Data records:
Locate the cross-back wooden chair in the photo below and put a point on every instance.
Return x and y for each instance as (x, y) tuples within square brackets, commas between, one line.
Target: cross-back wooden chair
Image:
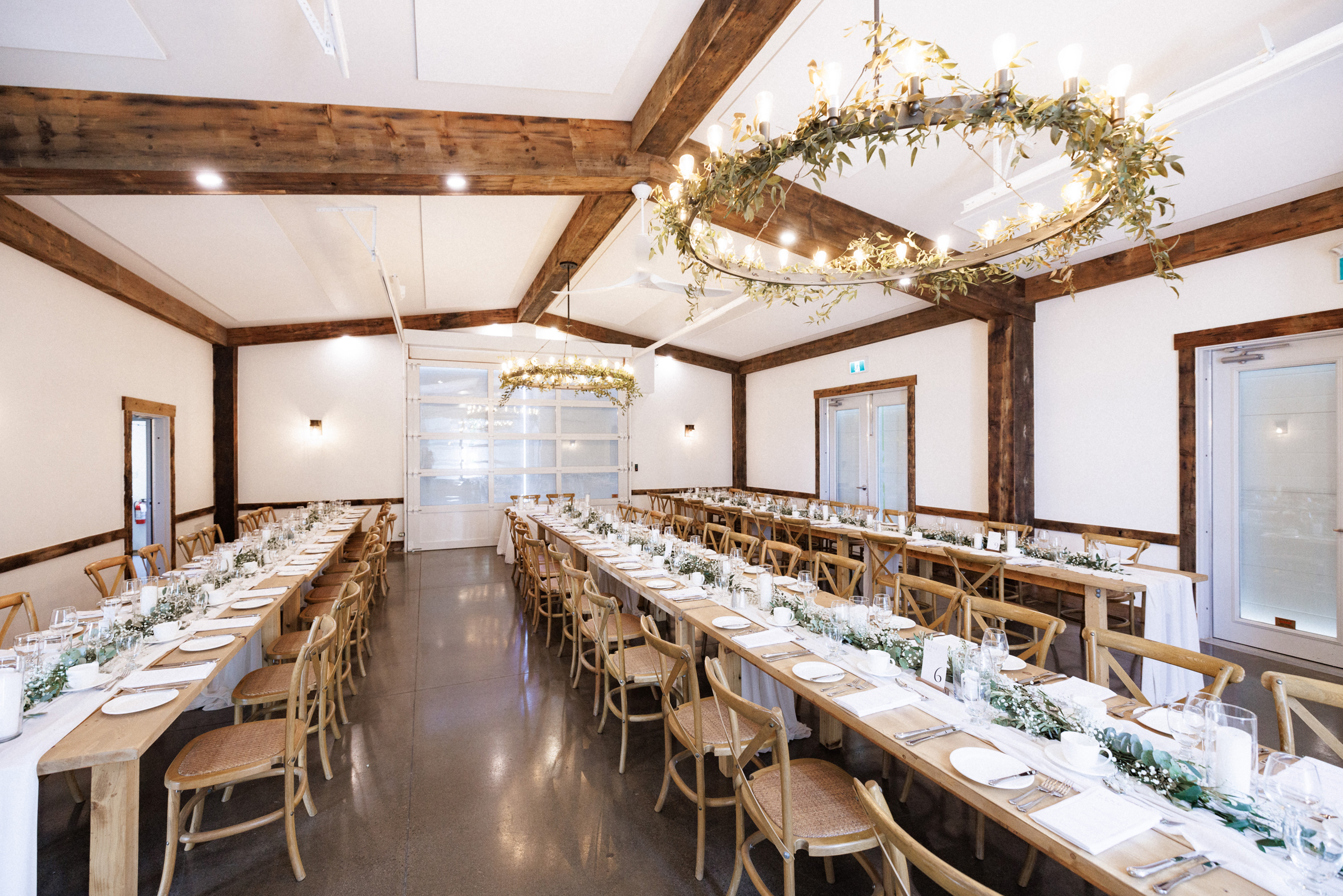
[(982, 613), (781, 558), (625, 665), (155, 558), (747, 543), (119, 570), (837, 574), (697, 726), (225, 756), (1288, 691), (795, 804), (899, 849), (1100, 662)]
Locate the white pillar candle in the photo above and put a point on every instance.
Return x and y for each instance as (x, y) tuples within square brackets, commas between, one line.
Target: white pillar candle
[(11, 703)]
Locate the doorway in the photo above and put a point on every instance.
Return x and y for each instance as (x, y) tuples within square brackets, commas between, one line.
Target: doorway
[(1275, 457), (867, 445)]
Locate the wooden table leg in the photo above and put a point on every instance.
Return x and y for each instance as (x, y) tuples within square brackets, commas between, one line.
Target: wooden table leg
[(114, 849)]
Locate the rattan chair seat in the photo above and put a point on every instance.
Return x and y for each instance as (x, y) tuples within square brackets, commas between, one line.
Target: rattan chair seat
[(239, 749), (824, 804)]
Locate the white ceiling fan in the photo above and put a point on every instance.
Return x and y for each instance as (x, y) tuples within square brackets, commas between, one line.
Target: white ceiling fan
[(642, 279)]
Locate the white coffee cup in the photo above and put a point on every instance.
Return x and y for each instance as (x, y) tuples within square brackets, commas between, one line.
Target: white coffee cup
[(880, 662), (166, 631), (1082, 751), (82, 676)]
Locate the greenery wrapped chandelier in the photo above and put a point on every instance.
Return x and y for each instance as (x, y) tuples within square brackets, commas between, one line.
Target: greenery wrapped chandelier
[(1112, 161)]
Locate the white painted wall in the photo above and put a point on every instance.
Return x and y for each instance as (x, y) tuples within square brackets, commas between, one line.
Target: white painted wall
[(355, 387), (951, 414), (1107, 428), (68, 356), (683, 394)]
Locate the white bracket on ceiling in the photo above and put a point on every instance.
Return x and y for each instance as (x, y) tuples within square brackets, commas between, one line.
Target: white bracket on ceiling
[(329, 31)]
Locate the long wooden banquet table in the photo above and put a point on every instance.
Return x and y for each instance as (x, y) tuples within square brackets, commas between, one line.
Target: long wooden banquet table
[(112, 746), (930, 760)]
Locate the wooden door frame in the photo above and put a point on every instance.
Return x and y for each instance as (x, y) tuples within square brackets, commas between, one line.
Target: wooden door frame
[(875, 386), (130, 408)]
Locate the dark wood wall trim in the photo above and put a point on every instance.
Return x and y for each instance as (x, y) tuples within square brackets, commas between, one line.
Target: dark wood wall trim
[(42, 555), (193, 515), (226, 440), (1078, 528), (1293, 325)]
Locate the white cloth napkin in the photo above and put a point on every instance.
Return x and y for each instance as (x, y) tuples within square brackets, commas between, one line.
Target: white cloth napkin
[(219, 625), (864, 703), (1096, 820), (763, 638), (154, 677)]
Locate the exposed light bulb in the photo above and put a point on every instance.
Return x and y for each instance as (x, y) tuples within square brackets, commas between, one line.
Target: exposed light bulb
[(715, 136), (1119, 78), (1071, 61)]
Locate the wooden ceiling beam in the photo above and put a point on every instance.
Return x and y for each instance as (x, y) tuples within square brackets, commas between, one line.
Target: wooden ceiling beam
[(723, 38), (145, 139), (1307, 217), (39, 238)]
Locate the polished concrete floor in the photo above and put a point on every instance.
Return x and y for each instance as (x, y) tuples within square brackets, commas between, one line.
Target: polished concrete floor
[(471, 766)]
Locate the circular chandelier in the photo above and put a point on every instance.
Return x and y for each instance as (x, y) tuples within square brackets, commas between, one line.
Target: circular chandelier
[(606, 378), (1102, 131)]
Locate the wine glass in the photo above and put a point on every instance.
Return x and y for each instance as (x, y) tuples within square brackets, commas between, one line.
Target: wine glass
[(1314, 847)]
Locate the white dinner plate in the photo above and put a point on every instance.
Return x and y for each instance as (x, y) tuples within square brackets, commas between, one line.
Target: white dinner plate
[(1054, 753), (818, 672), (211, 643), (101, 679), (138, 701), (984, 765)]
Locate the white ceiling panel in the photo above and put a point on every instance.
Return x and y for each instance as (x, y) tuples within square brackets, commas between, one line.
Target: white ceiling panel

▶ What is expected
All of the data must be given again exactly, without the pictures.

▶ Response to the task
Locate the cross-back wooden chair in the photo below and put a point on every instance.
Return x and y for each instance as (x, y) tuples within square brackets, commas between, one line.
Target: cross-back wooden chair
Image:
[(982, 613), (781, 558), (625, 665), (155, 558), (747, 543), (119, 570), (837, 574), (697, 726), (225, 756), (1288, 691), (795, 804), (899, 849), (1100, 662)]
Locate the white pillar candle in the photo above and put a point on every instance.
Return x and y for each instance as (x, y) tuples within square brackets, commas between, one line.
Target: white pillar candle
[(11, 703)]
Locate the doorway in the photo above and put a point on every instance.
Return x and y for each instance as (x, y) tuples within square brackets, commas between, one line.
Target: doorway
[(1275, 457), (867, 445)]
Locate the wooden table leg in the photo above and put a point on every instance.
Return x and y for each instance as (x, y) tuples within square brackets, commas between, one line.
Target: wooden table leg
[(114, 849)]
Locate the rattan chair seat in the photo above and put a point on every instance.
Return x and y for each instance as (x, y) tuples within square brackets, commas between, one line.
Target: rattan chair seat
[(239, 749), (824, 804)]
Locate the white ceiling fan in the photo above and put a point on every instance.
Return x and y for each instance as (x, y) tuples within square brackets, commas between, one line.
Target: white ceiling fan
[(642, 279)]
Locate the white coffee cup in the photo above and put a point on every instance.
Return x and y for each instance as (x, y) tuples within square brackets, commas between, one line.
Target: white coffee cup
[(880, 662), (166, 631), (1082, 751), (82, 676)]
Locate the greenery wrapped chandelier in the photo above and put a point on every instance.
Return x and y for each instance as (x, y) tuples within square brackets, commas between, one line.
Target: greenery wrapped chandelier
[(1112, 161)]
Locate the white painted wall in the photo above and put a point on every instance.
Return x and y for each instance as (x, y) tuples within square brackets, commas between, one line.
Target: white painted wall
[(355, 387), (951, 414), (1107, 428), (68, 356), (683, 394)]
Locate the white bracket on ceiling in the photo above and put a point on every instance.
Return x and y for each instance as (x, y) tuples within square brackets, commas between, one line.
Target: white bracket on ceiling
[(329, 31)]
Locate the long wooden banquet table in the photo above and put a point on every instance.
Return x and y for each instance as (x, y) tuples within square brackets, commas between, one line.
Target: long wooden banquet table
[(112, 746), (930, 760)]
Locate the wooden door frame in the photo above and put a point on every instance.
Return x and y for each instance as (x, y) tuples within square brackets, commas between, one line.
Target: wooden door frame
[(875, 386), (130, 408)]
Locate the dark wood wall trim in the photo above and put a point on every instance.
Return x and y for each instance as (x, y) tuples within square brackets, commas between, one line.
Target: dark wood wall trim
[(42, 555), (193, 515), (226, 440), (1078, 528), (1293, 325)]
Locate the white cloth napkin in the photo above and put a point on every instance.
Return x and y for each instance as (x, y) tuples within square brackets, commas between, one line.
Target: white cloth napkin
[(219, 625), (864, 703), (1096, 820), (763, 638), (154, 677)]
Locate the exposed light bulb in the photo above and put a point on every instance.
Return x and y for each instance as (x, y) tuples within square brackets, commas between, one line.
Target: exposed light bulb
[(715, 136), (1119, 78), (1071, 61)]
Locate the wooden ceiling beam in the photo above and put a point on every instance.
Return x and y for each instance as (x, y) tuples within square brackets, commas between, one line.
Target: wooden ceiling beam
[(723, 38), (145, 139), (1307, 217), (39, 238)]
Locate the polished concrete floor in the photo above and put a point on every instance.
Return x and y for each instance as (x, y) tuples within square brackets, commas between, one line.
Target: polished concrete floor
[(471, 766)]
Locate the circular chandelier in the photo above and put a point on every instance.
Return x and y for each instance as (x, y) tuples within square brackets, commas between, one line.
Target: circular chandelier
[(606, 378), (1102, 131)]
Locate the wine glass in the photo above and put a point on every instance.
Return x and y for each instance as (x, y) tuples within square brackets, commas between, one line.
Target: wine glass
[(1314, 847)]
Locate the white dinner plate in the photo above and put a point on every instance.
Return x and y for each instance as (x, y) tuples within square brackets, commas between, one line.
Target: white dinner plate
[(1054, 753), (818, 672), (211, 643), (101, 679), (138, 701), (984, 765)]
Locate the white ceiling panel in the photo above and put a point on every instance.
Return x and y for each instance as (x, y) tuples within square brackets, commas between, one line.
Target: white ceiling panel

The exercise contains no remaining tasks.